SELECTED TEXT
#####
Rethink slows MOX construction
Work on a facility to convert weapons plutonium into reactor fuel is to be slowed down as the US National Nuclear Security Administration (NNSA) reconsiders its plutonium disposition strategy.
Installation work in the MOX Process Building during 2010 (Image: NNSA) |
The US Department of Energy's newly released budget request for 2014 calls for $320 million for the Mixed Oxide (MOX) Fuel Fabrication Facility (MFFF), being built at Savannah River in South Carolina by Shaw Areva MOX Services. This is down from $435 million in the current (2012) budget, reflecting the slowing down of the construction project and associated activities due to the strategy review.
Citing "cost and schedule pressures due to several factors," the budget request notes that the NNSA has tasked Shaw Areva MOX Services "to conduct a bottom-up review and update cost and schedule estimates." The US Government Accountability Office recently reported on forecasts of increases to total project costs and a likely delay in the startup of the facility from October 2016 to November 2019, although final costs would not be known until the review process is complete.
In its comments on the 2014 budget request, NNSA says it remains "firmly committed" to disposing of excess plutonium, but notes that the "budget environment has changed, and we have to make tough long-term decisions." It describes the MOX project as a "major, one-of-a-kind, complex civilian nuclear project that was started at a time when the US nuclear industry had atrophied and there hadn't been a major civilian nuclear project in several decades." Now, with resources curtailed by federal budgetary constraints and sequestration, the agency is required to "step back and review all available options."
#####
DATA
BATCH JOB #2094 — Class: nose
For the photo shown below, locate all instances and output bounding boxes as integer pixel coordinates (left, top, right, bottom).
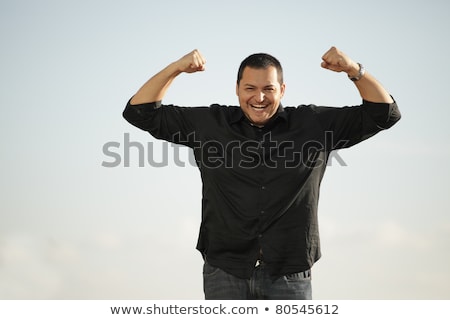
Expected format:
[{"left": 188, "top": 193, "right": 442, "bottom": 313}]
[{"left": 255, "top": 91, "right": 265, "bottom": 102}]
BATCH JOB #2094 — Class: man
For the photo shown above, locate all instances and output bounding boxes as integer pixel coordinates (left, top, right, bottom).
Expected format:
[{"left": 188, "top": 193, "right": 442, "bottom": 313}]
[{"left": 123, "top": 47, "right": 400, "bottom": 300}]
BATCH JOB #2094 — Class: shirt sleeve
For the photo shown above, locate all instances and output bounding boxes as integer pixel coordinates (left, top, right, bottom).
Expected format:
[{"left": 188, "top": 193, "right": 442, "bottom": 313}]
[
  {"left": 123, "top": 99, "right": 206, "bottom": 146},
  {"left": 313, "top": 100, "right": 401, "bottom": 149}
]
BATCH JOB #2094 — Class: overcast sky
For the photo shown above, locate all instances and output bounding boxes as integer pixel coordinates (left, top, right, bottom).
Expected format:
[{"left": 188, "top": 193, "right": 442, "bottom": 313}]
[{"left": 0, "top": 0, "right": 450, "bottom": 299}]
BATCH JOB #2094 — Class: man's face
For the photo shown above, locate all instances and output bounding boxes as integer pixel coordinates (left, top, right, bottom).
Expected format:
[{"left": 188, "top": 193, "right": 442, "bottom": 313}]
[{"left": 236, "top": 66, "right": 285, "bottom": 126}]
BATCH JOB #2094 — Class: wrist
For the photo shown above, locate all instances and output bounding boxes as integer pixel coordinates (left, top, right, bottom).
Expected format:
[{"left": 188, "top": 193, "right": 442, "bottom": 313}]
[{"left": 347, "top": 62, "right": 366, "bottom": 81}]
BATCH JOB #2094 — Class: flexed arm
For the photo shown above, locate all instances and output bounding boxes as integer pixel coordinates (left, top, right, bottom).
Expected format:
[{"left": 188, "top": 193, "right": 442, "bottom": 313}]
[
  {"left": 130, "top": 50, "right": 206, "bottom": 105},
  {"left": 322, "top": 47, "right": 394, "bottom": 103}
]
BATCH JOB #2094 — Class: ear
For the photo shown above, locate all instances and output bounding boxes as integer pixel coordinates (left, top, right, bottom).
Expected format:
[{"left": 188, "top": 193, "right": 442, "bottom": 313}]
[{"left": 280, "top": 83, "right": 286, "bottom": 97}]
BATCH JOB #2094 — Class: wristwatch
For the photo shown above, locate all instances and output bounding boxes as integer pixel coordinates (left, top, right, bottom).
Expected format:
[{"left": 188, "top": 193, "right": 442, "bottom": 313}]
[{"left": 348, "top": 62, "right": 366, "bottom": 81}]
#####
TASKS TO PERFORM
- a) Decide whether each statement agrees with the MOX construction article, answering yes or no and quoting the deciding words: (i) The 2014 budget request asks for $320 million for the fuel fabrication facility. (ii) The facility is being built at Savannah River in Georgia. (iii) NNSA says it is no longer committed to disposing of excess plutonium.
- b) Print the passage of the MOX construction article starting at "Installation work in" and ending at "the strategy review.".
- c) Carry on the MOX construction article from the point where it stops.

ANSWERS TO EACH TASK
- a)
(i) Yes: "calls for $320 million for the Mixed Oxide (MOX) Fuel Fabrication Facility (MFFF)"
(ii) No: "being built at Savannah River in South Carolina"
(iii) No: "NNSA says it remains "firmly committed" to disposing of excess plutonium"

- b)
Installation work in the MOX Process Building during 2010 (Image: NNSA) |
The US Department of Energy's newly released budget request for 2014 calls for $320 million for the Mixed Oxide (MOX) Fuel Fabrication Facility (MFFF), being built at Savannah River in South Carolina by Shaw Areva MOX Services. This is down from $435 million in the current (2012) budget, reflecting the slowing down of the construction project and associated activities due to the strategy review.

- c)
NNSA told World Nuclear News that it was beginning discussions with its constructor counterparts to determine what activities could be most cost effectively slowed.
The MFFF is being built as America's way to carry out a bilateral deal with Russia that sees both countries dispose of 34 tonnes of weapons-usable plutonium. Construction began on the plant in 2007, and earlier this month Shaw Areva Mox Services announced the completion of the exterior structure of the 600,000 square foot (56,000 square metre) facility. There is currently no agreed customer for the eventual MOX fuel, while Russia has decided to incorporate its plutonium into fuel for fast-neutron reactors, rather than MOX for conventional units.